+++ Dataset +++

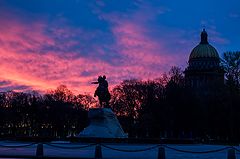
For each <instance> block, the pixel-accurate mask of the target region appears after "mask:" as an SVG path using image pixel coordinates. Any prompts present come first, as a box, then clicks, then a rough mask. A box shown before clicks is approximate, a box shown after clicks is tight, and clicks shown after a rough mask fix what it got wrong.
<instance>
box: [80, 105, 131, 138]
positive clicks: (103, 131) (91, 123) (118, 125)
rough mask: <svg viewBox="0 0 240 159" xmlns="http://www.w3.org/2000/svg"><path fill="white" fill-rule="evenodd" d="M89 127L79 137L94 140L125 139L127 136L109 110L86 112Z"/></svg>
mask: <svg viewBox="0 0 240 159" xmlns="http://www.w3.org/2000/svg"><path fill="white" fill-rule="evenodd" d="M88 118H89V119H90V125H89V126H88V127H86V128H85V129H84V130H83V131H82V132H80V134H79V135H78V136H79V137H96V138H127V137H128V136H127V134H125V133H124V132H123V129H122V127H121V125H120V123H119V122H118V119H117V118H116V116H115V114H114V113H113V111H112V110H111V109H110V108H94V109H90V110H89V112H88Z"/></svg>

+++

- [Action item]: Put every line of the records into a JSON list of strings, one string per line, skipping blank lines and omitting the pictures.

- [Response below]:
[
  "For each <instance> block, the pixel-accurate mask of the target region appears after \"mask:\" as an SVG path using image pixel coordinates. Any prompts present come first, as a box, then clicks, then a rough mask. A box shown before clicks is approximate, a box shown after clicks is tight, and clicks shown after a rough mask fix what it got wrong.",
  "<instance>",
  "box: [80, 105, 131, 138]",
  "positive clicks: (103, 131) (91, 123) (118, 125)",
  "rough mask: <svg viewBox=\"0 0 240 159\" xmlns=\"http://www.w3.org/2000/svg\"><path fill=\"white\" fill-rule=\"evenodd\" d=\"M89 127L79 137L94 140L125 139L127 136L109 110L86 112Z\"/></svg>",
  "mask: <svg viewBox=\"0 0 240 159\" xmlns=\"http://www.w3.org/2000/svg\"><path fill=\"white\" fill-rule=\"evenodd\" d=\"M88 118H89V119H90V125H89V126H88V127H86V128H85V129H84V130H83V131H82V132H80V134H79V135H78V136H79V137H96V138H127V137H128V136H127V134H125V133H124V132H123V129H122V127H121V125H120V123H119V122H118V119H117V118H116V116H115V114H114V113H113V111H112V110H111V109H110V108H94V109H90V110H89V112H88Z\"/></svg>"
]